→ **Bacaan**:
──────────────────────────────
Rabu

Nafs dan Ruh

Dalam bahasa yang biasa, Nafs dan Ruh selalu tercampur-aduk. Kadang kita berkata 'si Fulan ruhnya naik, atau ruhnya menghendaki sesuatu, atau ruhnya disiksa, atau was-was, atau gelisah, atau tenang, atau resah, atau susah'. Semua i'tibar (ibarat) itu tidak benar.

Semua itu adalah hal-ihwal NAFS, dan bukan RUH. Sesuatu yang keluar dari badan mayit ketika sakaratul maut, dan mati itu sendiri adalah NAFS, dan bukan RUH. Para malaikat berkata kepada orang-orang yang berlumuran dosa ketika mereka sekarat, yang diabadikan dalam Al Qur-an S. Al An'am (6:93) ialah 'Keluarkanlah anfus kalian; ini hari kalian disiksa dengan kehinaan'.
Dan yang merasakan mati adalah NAFS, bukan RUH. " Tiap nafs merasakan kematian " (S. Ali Imran, 3:18).
NAFS merasakan kematian tetapi tidak mati. Dia merasakan kematian pada saat keluar dari badan. Nafs sudah ada sebelum kelahiran manusia, dan akan berada sepanjang hayat. Ia akan kembali eksis lagi sesudah mati. Tentang wujud NAFS sebelum lahir, Allah berfirman dalam S. Al A'raf, 7:172):

" Dan (ingatlah) ketika Tuhanmu mengeluarkan keturunan anak cucu Adam dari sulbi mereka, dan Allah mengambil kesaksian terhadap anfus mereka (seraya berfirman): 'Bukanlah Aku ini Tuhanmu?' Mereka menjawab: 'Benar (Engkau Tuhan kami), kami menjadi saksi ".
Pada peristiwa itu NAFS telah menyaksikan akan Rububiah Allah, sehingga seseorang kelak tidak akan diterima alasannya, bahwa ia menjadi kafir disebabkan ayahnya juga kafir. Itulah satu fenomena kehadiran NAFS sebelum diberi tubuh dan dilahirkan di dunia. Tak seorang pun bisa beralasan: 'Aku kufur karena ayahku juga kufur'.
──────────────────────────────
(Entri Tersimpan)

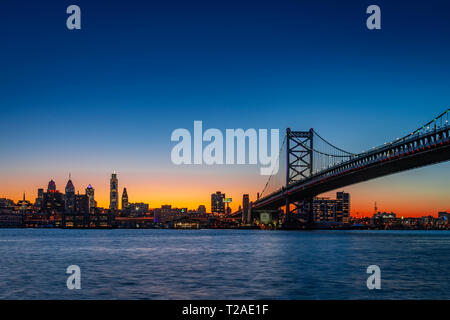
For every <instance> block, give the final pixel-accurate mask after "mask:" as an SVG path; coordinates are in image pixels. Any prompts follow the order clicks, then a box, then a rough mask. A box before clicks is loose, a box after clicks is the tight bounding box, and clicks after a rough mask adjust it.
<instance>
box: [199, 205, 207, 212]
mask: <svg viewBox="0 0 450 320" xmlns="http://www.w3.org/2000/svg"><path fill="white" fill-rule="evenodd" d="M197 212H198V213H201V214H205V213H206V207H205V206H204V205H202V204H201V205H199V206H198V209H197Z"/></svg>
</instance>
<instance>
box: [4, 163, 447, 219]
──────────────────────────────
→ **Perintah Kerja 1**: Tuliskan ulang tanpa mengubah satu kata pun bagian bacaan tentang Nafs dan Ruh, mulai dari "Dalam bahasa yang" sampai dengan "itu tidak benar.".
→ **Perintah Kerja 2**: Menurut bacaan tentang Nafs dan Ruh, apa yang keluar dari badan mayit ketika sakaratul maut?

→ **Jawaban 1**:
Dalam bahasa yang biasa, Nafs dan Ruh selalu tercampur-aduk. Kadang kita berkata 'si Fulan ruhnya naik, atau ruhnya menghendaki sesuatu, atau ruhnya disiksa, atau was-was, atau gelisah, atau tenang, atau resah, atau susah'. Semua i'tibar (ibarat) itu tidak benar.

→ **Jawaban 2**: Nafs, bukan ruh.